- Instructions for the task -
Copy out the rows below, swapping every "outline" for "contour" and leaving everything else unchanged.

-- Begin Records supplied --

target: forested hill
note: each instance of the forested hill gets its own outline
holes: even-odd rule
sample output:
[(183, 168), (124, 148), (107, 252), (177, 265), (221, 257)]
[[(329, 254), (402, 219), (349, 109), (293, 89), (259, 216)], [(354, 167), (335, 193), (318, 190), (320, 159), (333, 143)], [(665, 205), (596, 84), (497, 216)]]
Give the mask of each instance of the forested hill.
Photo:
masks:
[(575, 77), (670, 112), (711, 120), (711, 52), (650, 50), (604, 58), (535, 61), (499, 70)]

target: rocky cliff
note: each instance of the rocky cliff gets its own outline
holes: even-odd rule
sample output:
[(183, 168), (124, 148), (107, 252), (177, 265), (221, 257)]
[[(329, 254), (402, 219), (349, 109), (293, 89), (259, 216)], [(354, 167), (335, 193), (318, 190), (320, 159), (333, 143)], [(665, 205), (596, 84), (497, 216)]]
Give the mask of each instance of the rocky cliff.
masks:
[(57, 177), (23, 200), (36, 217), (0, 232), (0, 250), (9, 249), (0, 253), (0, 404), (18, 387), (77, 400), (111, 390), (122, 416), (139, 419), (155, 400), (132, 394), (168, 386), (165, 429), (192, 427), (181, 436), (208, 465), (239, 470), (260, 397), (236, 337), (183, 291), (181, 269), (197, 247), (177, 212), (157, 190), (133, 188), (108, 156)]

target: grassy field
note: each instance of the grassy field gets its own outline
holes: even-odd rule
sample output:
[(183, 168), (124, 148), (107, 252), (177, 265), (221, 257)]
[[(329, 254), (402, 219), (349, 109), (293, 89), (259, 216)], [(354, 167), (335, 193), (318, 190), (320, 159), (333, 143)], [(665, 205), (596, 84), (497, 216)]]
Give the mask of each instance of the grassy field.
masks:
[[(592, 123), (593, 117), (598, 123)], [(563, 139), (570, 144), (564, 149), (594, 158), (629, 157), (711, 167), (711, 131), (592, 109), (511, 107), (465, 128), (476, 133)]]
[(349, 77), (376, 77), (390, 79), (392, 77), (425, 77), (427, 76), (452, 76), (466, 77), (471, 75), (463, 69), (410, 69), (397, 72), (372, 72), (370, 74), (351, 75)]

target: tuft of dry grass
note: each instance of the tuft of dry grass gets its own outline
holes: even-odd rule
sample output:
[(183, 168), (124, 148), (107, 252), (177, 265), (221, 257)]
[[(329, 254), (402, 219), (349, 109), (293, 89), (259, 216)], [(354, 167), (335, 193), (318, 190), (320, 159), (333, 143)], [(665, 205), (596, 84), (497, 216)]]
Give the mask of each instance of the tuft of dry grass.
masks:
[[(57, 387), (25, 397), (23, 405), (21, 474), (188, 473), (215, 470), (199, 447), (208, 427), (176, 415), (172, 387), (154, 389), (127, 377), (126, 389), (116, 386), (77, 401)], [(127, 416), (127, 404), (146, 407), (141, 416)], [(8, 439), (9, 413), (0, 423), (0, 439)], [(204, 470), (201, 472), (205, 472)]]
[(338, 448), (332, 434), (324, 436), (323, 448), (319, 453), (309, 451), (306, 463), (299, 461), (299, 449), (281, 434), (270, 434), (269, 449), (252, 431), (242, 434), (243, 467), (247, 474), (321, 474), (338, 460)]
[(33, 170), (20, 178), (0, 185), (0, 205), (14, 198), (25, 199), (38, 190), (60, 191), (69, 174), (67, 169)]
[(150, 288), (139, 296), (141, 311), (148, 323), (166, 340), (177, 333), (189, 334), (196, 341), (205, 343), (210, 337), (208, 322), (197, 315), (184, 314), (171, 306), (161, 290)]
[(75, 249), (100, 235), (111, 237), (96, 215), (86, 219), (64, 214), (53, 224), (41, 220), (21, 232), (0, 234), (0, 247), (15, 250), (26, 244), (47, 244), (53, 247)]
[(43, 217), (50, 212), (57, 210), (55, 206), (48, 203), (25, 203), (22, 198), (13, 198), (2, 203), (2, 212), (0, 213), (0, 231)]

-- End Records supplied --

- Complete answer -
target: forested hill
note: each instance of the forested hill gets its own contour
holes: even-odd rule
sample output:
[(183, 168), (124, 148), (107, 252), (177, 265), (221, 257)]
[[(329, 254), (402, 219), (349, 109), (293, 89), (259, 216)], [(354, 167), (335, 193), (318, 190), (320, 159), (333, 143)], [(665, 205), (596, 84), (497, 216)]]
Give the mask of each instance of the forested hill.
Photo:
masks:
[(575, 77), (670, 112), (711, 120), (711, 52), (650, 50), (604, 58), (535, 61), (499, 70)]

target: rocky cliff
note: each instance of the rocky cliff gets its own contour
holes: even-odd rule
sample output:
[(183, 168), (124, 148), (107, 252), (177, 265), (221, 257)]
[[(329, 254), (402, 219), (349, 109), (293, 89), (259, 216)], [(354, 167), (335, 193), (318, 190), (320, 159), (333, 143)], [(665, 205), (596, 84), (497, 216)]]
Give the mask of each instance of the rocky cliff.
masks:
[(57, 177), (23, 200), (36, 217), (0, 232), (0, 250), (9, 249), (0, 253), (0, 404), (18, 387), (77, 400), (111, 390), (122, 416), (139, 419), (155, 400), (132, 394), (168, 386), (165, 429), (192, 427), (181, 436), (208, 465), (239, 470), (260, 397), (236, 337), (183, 291), (181, 269), (197, 247), (177, 212), (157, 190), (133, 188), (108, 156)]

target: grassy field
note: each instance of the grassy field gets its own contour
holes: even-odd rule
sample output:
[(183, 168), (124, 148), (107, 252), (177, 265), (221, 257)]
[[(329, 254), (402, 219), (349, 109), (293, 89), (259, 216)], [(354, 167), (335, 193), (318, 190), (320, 159), (333, 143)], [(665, 205), (596, 84), (497, 216)]]
Give the mask of each instance of the grassy field.
masks:
[[(592, 123), (593, 117), (598, 123)], [(563, 139), (570, 144), (564, 149), (594, 158), (629, 157), (711, 167), (711, 131), (592, 109), (511, 107), (465, 128), (476, 133)]]
[(349, 77), (376, 77), (390, 79), (392, 77), (425, 77), (427, 76), (452, 76), (466, 77), (471, 75), (463, 69), (410, 69), (397, 72), (372, 72), (370, 74), (351, 75)]

target: tuft of dry grass
note: each instance of the tuft of dry grass gets its own contour
holes: even-odd rule
sample output:
[(183, 168), (124, 148), (107, 252), (177, 265), (221, 257)]
[[(329, 254), (402, 219), (349, 109), (293, 89), (259, 216)], [(354, 167), (335, 193), (318, 190), (320, 159), (333, 143)], [(665, 205), (596, 84), (497, 216)]]
Give the mask of each instance of the tuft of dry grass.
masks:
[[(57, 387), (25, 397), (23, 405), (21, 474), (188, 473), (215, 470), (199, 447), (208, 427), (176, 415), (172, 387), (154, 389), (127, 377), (126, 389), (116, 386), (77, 401)], [(127, 416), (127, 404), (146, 407), (141, 416)], [(8, 439), (9, 413), (0, 423), (0, 439)], [(204, 470), (201, 472), (205, 472)]]
[(338, 448), (332, 434), (324, 436), (323, 448), (319, 453), (309, 451), (306, 463), (299, 461), (299, 449), (281, 434), (270, 434), (269, 449), (252, 431), (242, 434), (243, 467), (247, 474), (321, 474), (338, 460)]
[(33, 170), (20, 178), (0, 185), (0, 205), (14, 198), (25, 199), (38, 190), (60, 191), (69, 174), (67, 169)]
[(150, 288), (139, 296), (141, 311), (148, 323), (166, 340), (177, 333), (189, 334), (196, 341), (205, 343), (210, 337), (208, 322), (197, 315), (184, 314), (171, 306), (161, 290)]
[(75, 249), (100, 235), (111, 237), (96, 215), (86, 219), (64, 214), (53, 224), (41, 220), (21, 232), (0, 234), (0, 247), (15, 250), (26, 244), (47, 244), (53, 247)]
[(43, 217), (50, 212), (57, 210), (55, 206), (48, 203), (25, 203), (22, 198), (13, 198), (2, 203), (2, 212), (0, 213), (0, 231)]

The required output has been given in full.